SECTION DE TEXTE:
++++++++
La voix de la poète américaine Sharon Olds est virtuose et complexe. Peu connue en France, elle est pourtant une grande figure de la poésie contemporaine américaine. Elle fut lauréate du prix Pulitzer de poésie en 2013 et reçut d’autres prix reconnaissant l’importance de son travail. Il n’existait pas de traduction de ses recueils en Français avant celle du livre Odes, parue en version originale en 2016, traduit par Guillaume Condello aux éditions Le corridor Bleu cette année. On peut y découvrir une poésie atypique, démontrant toutes les facettes de la personnalité de Sharon Olds. Son écriture est parfaitement retranscrite et on savoure un style atypique, mêlant l’intime à l’universel.
Dans ces Odes, Sharon Olds rend hommage à tout un monde, du plus trivial au plus élevé, avec une rage de l’expression (invoquons ici Francis Ponge) propre à la poésie. Cette femme âgée fait le bilan de son existence à travers des éléments s’en rapprochant. Il ne semble pas exister de choses scandaleuses pour Sharon Olds. Tout est matière à poésie : un gland, des vergetures ou un « décolleté fané ». On ne peut pas dire qu’il n’y ait pas de tabou. Sharon Olds fait un exercice d’analyse de son intimité et non une révolution mentale. Elle regarde sa jeunesse et sa vieillesse avec un regard attendri mais ne souhaite pas remettre en cause le cours du temps.
Elle s’excuse dans “Ode à la terre” de n’avoir pas directement écrit sur un sujet si important. Mais on peut comprendre qu’elle accorde de l’importance à tout même aux choses peu consensuelles. C’est une mise à plat, voyant dans le gland autant d’intérêt littéraire que dans les vents. Sharon Olds se dévoile tout simplement en invoquant l’éternelle surprise que provoque la vie. Mais on peut se poser la question de son point de vue : elle semble accorder une grande importance à sa jeunesse et notamment à la virginité. La poète ne défend pas de thèses bien que les thèmes abordés dans ce livre aient été repensés et redéfinis par d’autres.
++++++++
DONNÉES FOURNIES:
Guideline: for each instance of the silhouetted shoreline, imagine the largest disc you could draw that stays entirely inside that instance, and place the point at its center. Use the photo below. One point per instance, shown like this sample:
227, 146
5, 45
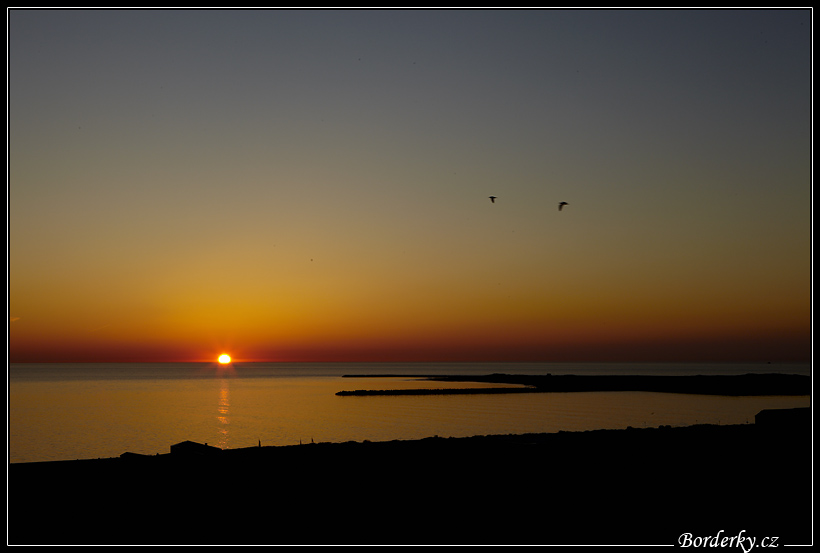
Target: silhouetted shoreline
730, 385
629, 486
++++++++
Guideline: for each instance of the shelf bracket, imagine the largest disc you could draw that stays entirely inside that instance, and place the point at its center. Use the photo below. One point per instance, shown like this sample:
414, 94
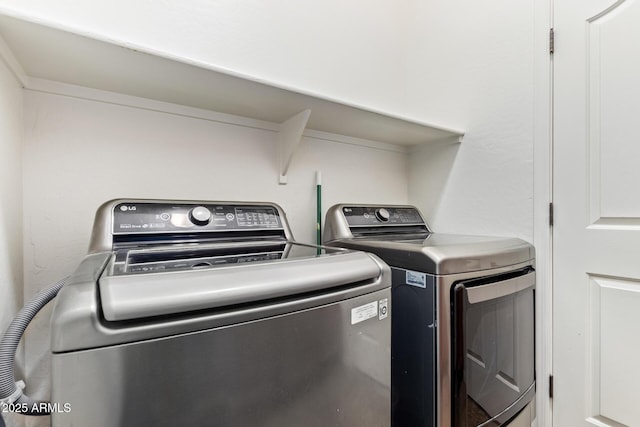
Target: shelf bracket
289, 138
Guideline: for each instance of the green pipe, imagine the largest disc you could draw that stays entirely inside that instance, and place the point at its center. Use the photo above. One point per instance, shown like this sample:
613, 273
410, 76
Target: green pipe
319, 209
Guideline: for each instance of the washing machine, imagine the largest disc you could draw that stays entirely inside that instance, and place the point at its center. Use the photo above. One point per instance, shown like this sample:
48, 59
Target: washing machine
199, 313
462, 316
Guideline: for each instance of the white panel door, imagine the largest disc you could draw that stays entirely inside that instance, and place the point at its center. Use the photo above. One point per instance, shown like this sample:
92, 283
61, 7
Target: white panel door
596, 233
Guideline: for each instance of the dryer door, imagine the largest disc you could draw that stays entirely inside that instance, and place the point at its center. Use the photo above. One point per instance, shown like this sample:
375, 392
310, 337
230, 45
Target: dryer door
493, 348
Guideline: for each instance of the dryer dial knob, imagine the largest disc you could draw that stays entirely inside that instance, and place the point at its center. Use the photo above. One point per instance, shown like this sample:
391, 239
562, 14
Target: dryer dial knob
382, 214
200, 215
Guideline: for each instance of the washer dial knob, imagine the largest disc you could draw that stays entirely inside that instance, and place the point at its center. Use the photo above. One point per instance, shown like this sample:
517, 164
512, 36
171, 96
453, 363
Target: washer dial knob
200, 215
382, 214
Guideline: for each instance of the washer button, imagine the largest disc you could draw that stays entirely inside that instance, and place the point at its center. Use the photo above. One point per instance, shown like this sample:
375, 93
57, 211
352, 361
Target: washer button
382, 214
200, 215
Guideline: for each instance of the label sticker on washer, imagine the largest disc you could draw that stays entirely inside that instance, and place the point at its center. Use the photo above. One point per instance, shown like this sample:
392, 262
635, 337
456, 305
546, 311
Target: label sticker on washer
++++++++
VOTRE OBJECTIF:
D'après le texte sur les Odes de Sharon Olds, qui a traduit ce recueil en français et chez quel éditeur ? Les entrées sont un matériel indépendant du texte.

RÉPONSE RÉDIGÉE:
Guillaume Condello, aux éditions Le corridor Bleu.